• Exercise details
Nothing in the records should change; write them all out exactly.

• Record extracts

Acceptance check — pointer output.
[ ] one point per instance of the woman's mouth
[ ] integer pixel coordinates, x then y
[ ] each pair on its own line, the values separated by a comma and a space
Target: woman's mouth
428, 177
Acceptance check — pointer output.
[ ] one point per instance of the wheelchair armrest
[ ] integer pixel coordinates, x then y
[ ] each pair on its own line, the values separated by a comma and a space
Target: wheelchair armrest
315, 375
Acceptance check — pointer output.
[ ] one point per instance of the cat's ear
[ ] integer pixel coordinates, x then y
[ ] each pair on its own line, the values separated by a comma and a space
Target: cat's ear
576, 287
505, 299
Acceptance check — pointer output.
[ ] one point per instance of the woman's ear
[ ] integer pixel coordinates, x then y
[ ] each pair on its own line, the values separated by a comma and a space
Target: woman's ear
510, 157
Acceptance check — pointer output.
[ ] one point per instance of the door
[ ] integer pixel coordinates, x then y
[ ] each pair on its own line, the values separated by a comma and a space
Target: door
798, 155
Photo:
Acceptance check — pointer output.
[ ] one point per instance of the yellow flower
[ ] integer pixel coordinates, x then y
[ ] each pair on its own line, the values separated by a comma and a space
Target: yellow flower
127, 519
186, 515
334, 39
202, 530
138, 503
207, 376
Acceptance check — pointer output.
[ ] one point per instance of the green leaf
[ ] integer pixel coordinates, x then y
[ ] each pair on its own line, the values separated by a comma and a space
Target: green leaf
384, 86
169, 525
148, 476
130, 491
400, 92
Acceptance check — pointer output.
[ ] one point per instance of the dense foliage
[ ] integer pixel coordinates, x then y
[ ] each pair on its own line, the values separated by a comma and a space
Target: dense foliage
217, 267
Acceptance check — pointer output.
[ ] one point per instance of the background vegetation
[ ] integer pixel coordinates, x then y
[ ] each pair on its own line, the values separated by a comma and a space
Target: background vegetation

• Your response
Acceptance check — pointer output.
[ ] one point per instance of the woman's mouth
[ ] integer pixel coordinates, x then y
[ ] each pair on its own line, the values separated by a comma and a space
Target: woman's mouth
428, 177
Acceptance check — pointer output.
[ ] one point per instance of the wheelchair armrest
[ ] integer pixel coordinates, x then y
[ ] each pair on its own line, the values separated by a comma and a space
Target: wheelchair armrest
315, 375
Acceptance check — pointer output.
[ ] one point per instance of the cat's ear
[ ] integer pixel coordinates, x then y
[ ] each pair on its own line, the values separated by a comma and a space
Target: cat's ear
576, 287
505, 299
Acceptance check — pointer output.
[ ] one point per instance of the woman's ear
[ ] integer pixel coordinates, x then y
[ ] each pair on its own line, the values separated by a comma and a space
Target: woman's ear
510, 157
Acceptance check — pointer output.
[ ] one point per instance of the door
[ ] integer pixel coordinates, x then y
[ ] each pair on its own line, the values separated by a comma and a space
Target: door
798, 155
Photo:
Acceptance check — pointer output.
[ ] one point per instance of the yellow flower
[ ] integer pixel coordinates, x then y
[ ] each pair on its own line, the values separated by a comma and a space
Target: yellow flower
127, 519
186, 515
334, 39
202, 530
138, 503
207, 376
Acceptance check — pointer output.
[ ] one point per instance of the green leaf
[ ] integer pixel coordinates, x then y
[ ] each pair on its own line, the values separated by a comma and a space
Target: green leaf
384, 86
169, 525
148, 476
130, 491
400, 92
Acceptance check — pointer output.
[ ] one point per instance of the dense foliage
[ ] integer pixel coordinates, x then y
[ ] each pair on its own line, the values separated by a comma and a space
Target: dense foliage
217, 267
Acceptance check — pointer output.
[ ] one point per instance of the background vegetation
[ ] integer pixel coordinates, x then y
[ ] each pair on its own line, the values separated by a comma and a space
Target: background vegetation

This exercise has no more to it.